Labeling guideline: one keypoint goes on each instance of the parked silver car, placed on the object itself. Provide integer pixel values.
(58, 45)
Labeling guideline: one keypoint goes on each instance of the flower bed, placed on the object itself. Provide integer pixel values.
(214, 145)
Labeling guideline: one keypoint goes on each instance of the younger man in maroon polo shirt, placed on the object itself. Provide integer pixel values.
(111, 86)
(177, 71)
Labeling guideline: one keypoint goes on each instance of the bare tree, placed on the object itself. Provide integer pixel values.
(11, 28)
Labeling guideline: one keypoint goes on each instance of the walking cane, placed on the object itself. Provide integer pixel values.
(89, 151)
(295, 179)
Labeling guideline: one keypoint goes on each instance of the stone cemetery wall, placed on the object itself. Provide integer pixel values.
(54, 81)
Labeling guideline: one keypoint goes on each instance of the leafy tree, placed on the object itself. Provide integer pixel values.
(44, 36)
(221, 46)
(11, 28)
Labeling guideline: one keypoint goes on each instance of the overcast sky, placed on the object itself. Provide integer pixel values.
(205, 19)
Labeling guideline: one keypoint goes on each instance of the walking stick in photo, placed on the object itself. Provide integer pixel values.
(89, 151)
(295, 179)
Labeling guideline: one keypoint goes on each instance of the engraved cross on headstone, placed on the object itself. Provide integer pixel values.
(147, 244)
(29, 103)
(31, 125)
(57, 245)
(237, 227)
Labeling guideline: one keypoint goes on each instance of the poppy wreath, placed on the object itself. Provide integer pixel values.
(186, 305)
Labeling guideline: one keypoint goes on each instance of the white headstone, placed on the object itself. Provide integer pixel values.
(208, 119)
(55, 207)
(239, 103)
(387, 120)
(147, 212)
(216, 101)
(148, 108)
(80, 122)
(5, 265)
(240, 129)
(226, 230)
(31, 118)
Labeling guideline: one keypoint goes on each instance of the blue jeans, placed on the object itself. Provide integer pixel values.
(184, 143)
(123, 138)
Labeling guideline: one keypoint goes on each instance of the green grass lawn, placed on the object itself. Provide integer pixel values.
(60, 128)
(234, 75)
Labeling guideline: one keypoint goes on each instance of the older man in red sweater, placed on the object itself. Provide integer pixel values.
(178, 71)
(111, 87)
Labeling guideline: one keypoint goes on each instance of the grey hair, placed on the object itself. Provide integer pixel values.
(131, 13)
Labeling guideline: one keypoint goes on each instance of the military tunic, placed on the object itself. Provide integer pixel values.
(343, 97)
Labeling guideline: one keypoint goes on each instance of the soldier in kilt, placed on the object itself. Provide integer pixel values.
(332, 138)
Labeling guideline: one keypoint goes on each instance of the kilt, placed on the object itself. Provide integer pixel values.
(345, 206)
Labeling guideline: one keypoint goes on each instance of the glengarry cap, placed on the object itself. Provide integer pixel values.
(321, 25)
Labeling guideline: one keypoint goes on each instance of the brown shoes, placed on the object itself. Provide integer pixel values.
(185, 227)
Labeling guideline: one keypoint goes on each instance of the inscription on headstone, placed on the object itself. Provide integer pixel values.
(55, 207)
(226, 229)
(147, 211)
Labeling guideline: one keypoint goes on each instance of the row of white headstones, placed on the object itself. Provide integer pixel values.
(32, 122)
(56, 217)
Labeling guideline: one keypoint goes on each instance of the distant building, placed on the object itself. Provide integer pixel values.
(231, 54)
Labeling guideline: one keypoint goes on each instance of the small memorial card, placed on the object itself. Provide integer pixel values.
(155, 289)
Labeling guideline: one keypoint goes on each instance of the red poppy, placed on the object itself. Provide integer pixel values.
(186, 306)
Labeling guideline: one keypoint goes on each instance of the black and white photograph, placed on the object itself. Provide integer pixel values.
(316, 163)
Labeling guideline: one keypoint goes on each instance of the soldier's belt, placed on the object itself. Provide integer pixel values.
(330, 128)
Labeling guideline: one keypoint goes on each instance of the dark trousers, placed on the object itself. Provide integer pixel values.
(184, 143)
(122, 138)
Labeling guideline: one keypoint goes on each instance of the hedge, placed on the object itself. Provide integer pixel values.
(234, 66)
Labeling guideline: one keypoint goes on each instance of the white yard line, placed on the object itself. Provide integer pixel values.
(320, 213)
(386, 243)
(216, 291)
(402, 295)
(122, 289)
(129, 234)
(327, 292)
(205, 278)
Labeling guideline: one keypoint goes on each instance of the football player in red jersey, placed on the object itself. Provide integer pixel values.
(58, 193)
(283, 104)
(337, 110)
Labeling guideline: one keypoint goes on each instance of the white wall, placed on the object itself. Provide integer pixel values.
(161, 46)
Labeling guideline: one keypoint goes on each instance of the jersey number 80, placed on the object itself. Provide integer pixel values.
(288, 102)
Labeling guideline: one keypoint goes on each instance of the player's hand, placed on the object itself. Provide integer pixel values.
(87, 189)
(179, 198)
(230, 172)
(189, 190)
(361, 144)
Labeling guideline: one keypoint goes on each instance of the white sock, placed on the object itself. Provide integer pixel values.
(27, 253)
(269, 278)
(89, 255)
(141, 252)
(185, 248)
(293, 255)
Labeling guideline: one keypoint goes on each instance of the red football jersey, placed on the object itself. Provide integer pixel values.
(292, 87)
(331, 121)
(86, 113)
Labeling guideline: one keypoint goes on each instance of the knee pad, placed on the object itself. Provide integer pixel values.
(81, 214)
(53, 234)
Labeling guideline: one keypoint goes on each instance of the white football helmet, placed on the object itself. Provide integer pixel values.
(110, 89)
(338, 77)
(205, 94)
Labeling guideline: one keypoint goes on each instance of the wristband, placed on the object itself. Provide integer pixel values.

::::::::

• _TASK BRIEF_: Print exactly the lines above, starting at the line that contains "of the jersey" and ending with the last line of the records, both included.

• _SOLUTION FOR THIS TASK_:
Labeling guideline: one keypoint goes on each instance of the jersey number 80, placed on the object itself. Provide integer pixel values.
(288, 102)
Labeling guideline: one keypoint goes on each instance of the player's hand, placed on the object itself. Provide integer pixel values.
(87, 189)
(179, 198)
(230, 172)
(189, 190)
(361, 144)
Labeling guideline: one keypoint goes on each instance of the white sock, placed on the object itself. Provide integer pixel values.
(27, 253)
(269, 278)
(89, 255)
(141, 252)
(185, 248)
(293, 255)
Labeling guideline: one keypoint goes on each instance of the red football jersey, placed on the object itself. Provide integer pixel values.
(292, 87)
(331, 121)
(86, 113)
Labeling guideline: one keypoint goes on each instance of the knee pad, placed on the object itself. Provide integer pixel values.
(81, 214)
(53, 234)
Labeling guideline: one keypoint goes on each instance of the white football helmet, placed on the object itself. Provide integer pixel values.
(110, 89)
(338, 77)
(205, 94)
Labeling guideline: one keypoint goes on each instance of the wristband, placed on the object itself. Provide integer pixel values.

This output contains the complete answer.